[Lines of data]

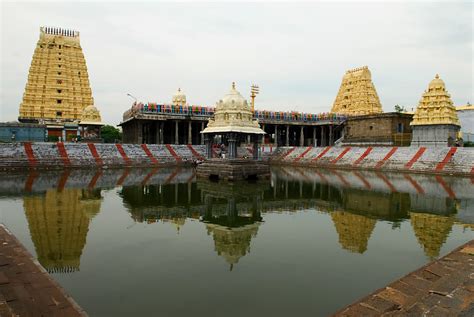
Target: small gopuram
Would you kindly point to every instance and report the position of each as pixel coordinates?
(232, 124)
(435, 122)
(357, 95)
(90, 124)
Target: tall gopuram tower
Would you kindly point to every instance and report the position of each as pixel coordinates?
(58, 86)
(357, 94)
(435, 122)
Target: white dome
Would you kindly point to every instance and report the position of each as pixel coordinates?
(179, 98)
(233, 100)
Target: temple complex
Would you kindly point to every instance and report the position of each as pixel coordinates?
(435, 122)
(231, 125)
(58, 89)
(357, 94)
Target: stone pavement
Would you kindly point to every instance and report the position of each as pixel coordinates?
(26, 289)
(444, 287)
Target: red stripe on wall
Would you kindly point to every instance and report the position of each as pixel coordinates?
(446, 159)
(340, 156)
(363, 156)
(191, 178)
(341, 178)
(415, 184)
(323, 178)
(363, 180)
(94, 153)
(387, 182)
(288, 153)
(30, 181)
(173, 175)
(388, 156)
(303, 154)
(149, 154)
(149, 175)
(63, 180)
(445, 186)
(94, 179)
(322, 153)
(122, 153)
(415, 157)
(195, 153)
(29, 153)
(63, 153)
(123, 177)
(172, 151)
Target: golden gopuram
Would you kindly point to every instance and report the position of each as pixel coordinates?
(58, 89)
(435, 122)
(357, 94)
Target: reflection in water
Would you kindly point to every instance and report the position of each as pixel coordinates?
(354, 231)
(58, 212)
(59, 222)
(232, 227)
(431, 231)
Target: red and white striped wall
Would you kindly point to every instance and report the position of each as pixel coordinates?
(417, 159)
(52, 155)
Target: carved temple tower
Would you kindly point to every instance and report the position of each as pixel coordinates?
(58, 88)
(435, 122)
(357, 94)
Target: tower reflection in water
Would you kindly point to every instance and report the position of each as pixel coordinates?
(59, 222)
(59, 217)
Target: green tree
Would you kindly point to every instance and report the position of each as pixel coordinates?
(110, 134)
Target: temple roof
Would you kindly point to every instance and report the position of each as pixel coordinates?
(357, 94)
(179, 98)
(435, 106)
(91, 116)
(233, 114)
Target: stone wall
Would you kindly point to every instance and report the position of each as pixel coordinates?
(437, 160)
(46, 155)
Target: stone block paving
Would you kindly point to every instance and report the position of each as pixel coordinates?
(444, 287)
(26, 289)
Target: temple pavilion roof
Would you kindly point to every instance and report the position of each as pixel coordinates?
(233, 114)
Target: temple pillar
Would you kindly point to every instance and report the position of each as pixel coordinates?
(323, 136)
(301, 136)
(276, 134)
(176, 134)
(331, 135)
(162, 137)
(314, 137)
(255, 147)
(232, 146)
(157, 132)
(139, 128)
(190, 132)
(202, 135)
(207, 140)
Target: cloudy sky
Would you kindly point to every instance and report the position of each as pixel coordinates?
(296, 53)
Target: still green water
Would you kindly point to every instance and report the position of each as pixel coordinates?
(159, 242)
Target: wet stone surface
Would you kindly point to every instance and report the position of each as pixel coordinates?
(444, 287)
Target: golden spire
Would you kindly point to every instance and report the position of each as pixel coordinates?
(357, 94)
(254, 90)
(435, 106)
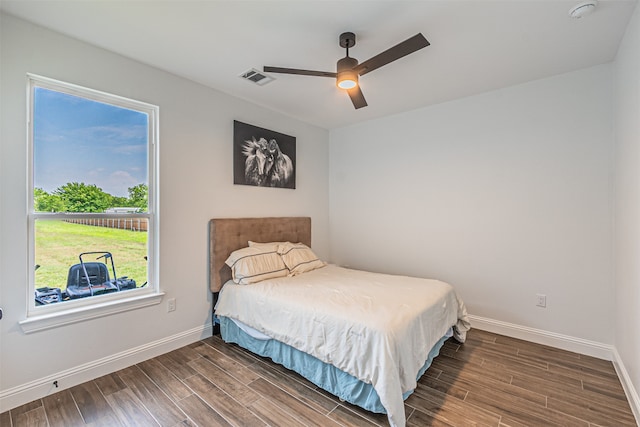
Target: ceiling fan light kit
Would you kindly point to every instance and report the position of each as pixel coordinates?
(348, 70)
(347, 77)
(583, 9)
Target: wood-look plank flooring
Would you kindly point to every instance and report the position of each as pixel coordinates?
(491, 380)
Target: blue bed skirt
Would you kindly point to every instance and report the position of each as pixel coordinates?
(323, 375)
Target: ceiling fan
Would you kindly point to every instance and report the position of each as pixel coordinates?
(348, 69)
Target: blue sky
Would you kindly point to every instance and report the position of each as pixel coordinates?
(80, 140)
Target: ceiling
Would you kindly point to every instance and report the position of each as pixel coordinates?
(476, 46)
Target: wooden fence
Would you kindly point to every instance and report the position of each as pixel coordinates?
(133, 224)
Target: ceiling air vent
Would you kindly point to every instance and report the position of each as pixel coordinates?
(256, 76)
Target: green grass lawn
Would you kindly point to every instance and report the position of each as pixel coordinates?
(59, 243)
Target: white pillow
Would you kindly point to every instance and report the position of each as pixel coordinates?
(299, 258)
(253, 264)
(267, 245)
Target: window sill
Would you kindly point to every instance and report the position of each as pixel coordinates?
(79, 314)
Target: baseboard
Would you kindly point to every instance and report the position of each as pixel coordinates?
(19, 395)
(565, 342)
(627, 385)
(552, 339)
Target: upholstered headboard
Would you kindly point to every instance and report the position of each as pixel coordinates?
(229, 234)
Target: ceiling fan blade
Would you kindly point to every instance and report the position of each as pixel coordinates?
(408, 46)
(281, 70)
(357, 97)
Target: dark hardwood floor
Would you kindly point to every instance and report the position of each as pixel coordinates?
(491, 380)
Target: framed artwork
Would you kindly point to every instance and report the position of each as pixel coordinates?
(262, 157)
...
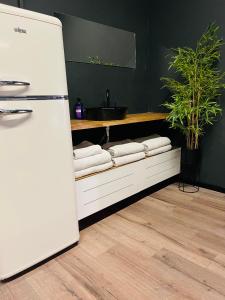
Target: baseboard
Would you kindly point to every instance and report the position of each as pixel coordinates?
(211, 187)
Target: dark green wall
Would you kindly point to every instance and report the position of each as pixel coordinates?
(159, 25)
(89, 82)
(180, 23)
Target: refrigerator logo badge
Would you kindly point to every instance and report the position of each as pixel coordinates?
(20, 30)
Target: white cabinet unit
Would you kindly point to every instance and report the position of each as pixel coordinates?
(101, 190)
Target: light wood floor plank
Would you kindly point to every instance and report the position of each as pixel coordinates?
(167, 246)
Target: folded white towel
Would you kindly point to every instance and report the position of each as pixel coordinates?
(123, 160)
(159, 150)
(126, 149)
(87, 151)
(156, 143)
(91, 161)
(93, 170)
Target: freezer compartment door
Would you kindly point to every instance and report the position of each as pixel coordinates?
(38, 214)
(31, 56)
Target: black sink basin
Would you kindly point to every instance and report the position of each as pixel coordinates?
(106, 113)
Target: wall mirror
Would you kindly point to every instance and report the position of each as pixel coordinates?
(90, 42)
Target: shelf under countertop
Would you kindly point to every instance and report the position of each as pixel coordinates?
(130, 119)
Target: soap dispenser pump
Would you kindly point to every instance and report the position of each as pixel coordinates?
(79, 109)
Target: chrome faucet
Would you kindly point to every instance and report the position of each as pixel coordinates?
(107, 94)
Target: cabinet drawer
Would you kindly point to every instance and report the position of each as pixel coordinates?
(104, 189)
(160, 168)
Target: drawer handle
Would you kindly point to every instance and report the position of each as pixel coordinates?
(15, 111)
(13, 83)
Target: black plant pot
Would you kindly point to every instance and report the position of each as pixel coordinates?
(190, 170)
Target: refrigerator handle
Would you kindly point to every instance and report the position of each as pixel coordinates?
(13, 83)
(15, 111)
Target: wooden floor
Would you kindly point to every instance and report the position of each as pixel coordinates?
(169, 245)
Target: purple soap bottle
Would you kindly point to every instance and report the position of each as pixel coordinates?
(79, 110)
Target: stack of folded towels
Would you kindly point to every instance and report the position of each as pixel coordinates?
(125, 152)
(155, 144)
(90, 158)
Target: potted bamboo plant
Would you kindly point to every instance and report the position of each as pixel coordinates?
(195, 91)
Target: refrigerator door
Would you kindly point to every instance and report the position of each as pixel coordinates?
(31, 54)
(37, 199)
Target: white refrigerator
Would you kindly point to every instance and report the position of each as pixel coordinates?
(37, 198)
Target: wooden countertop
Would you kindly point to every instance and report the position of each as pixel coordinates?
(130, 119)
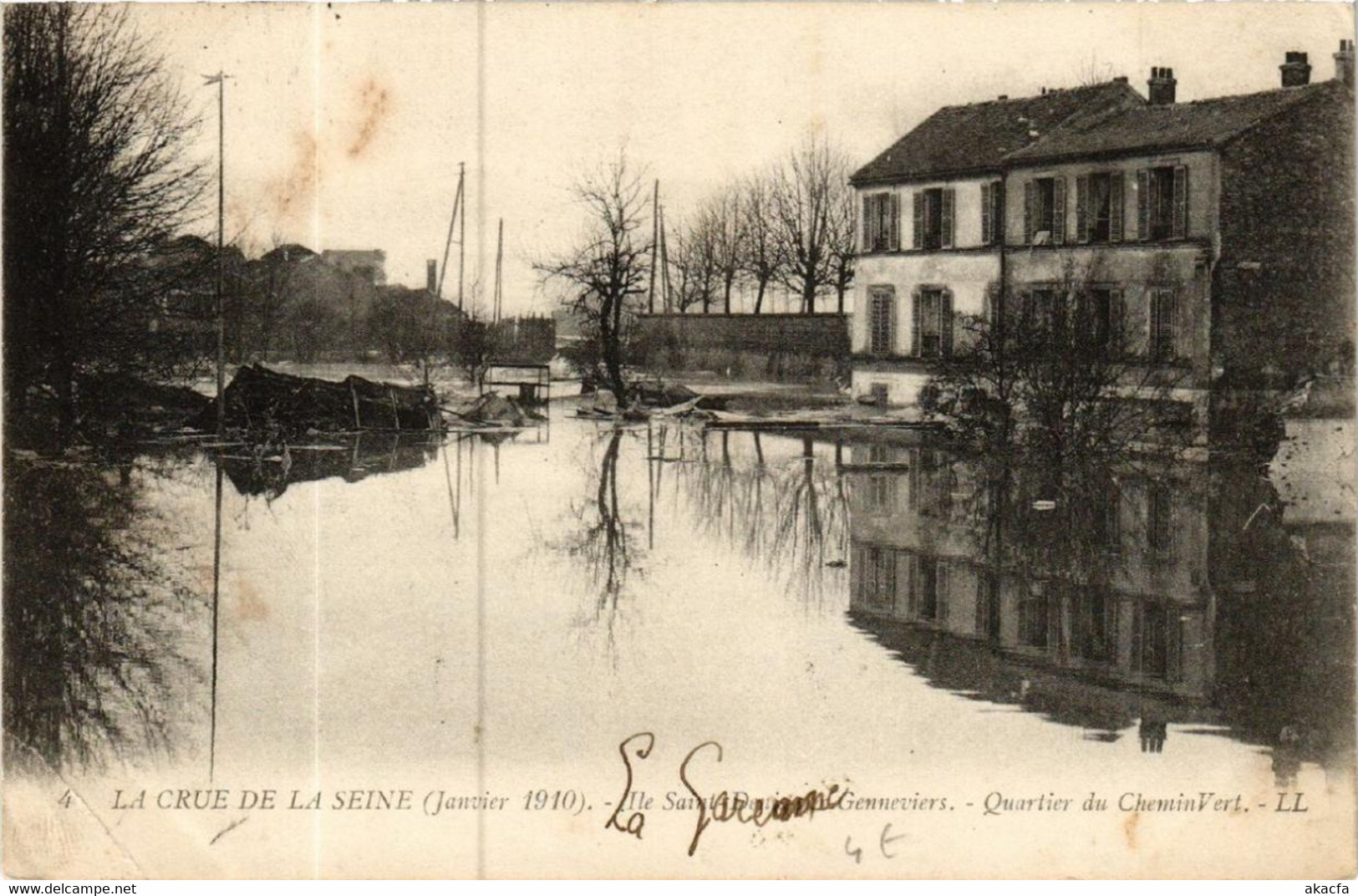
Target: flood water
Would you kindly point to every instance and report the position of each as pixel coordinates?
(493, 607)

**Your instructions**
Return every line of the data above that contains the word "white".

**Response for this exercise**
Target: white dome
Target: red and white striped wall
Target: white pillow
Target: white cabinet unit
Target: folded white towel
Target: white refrigerator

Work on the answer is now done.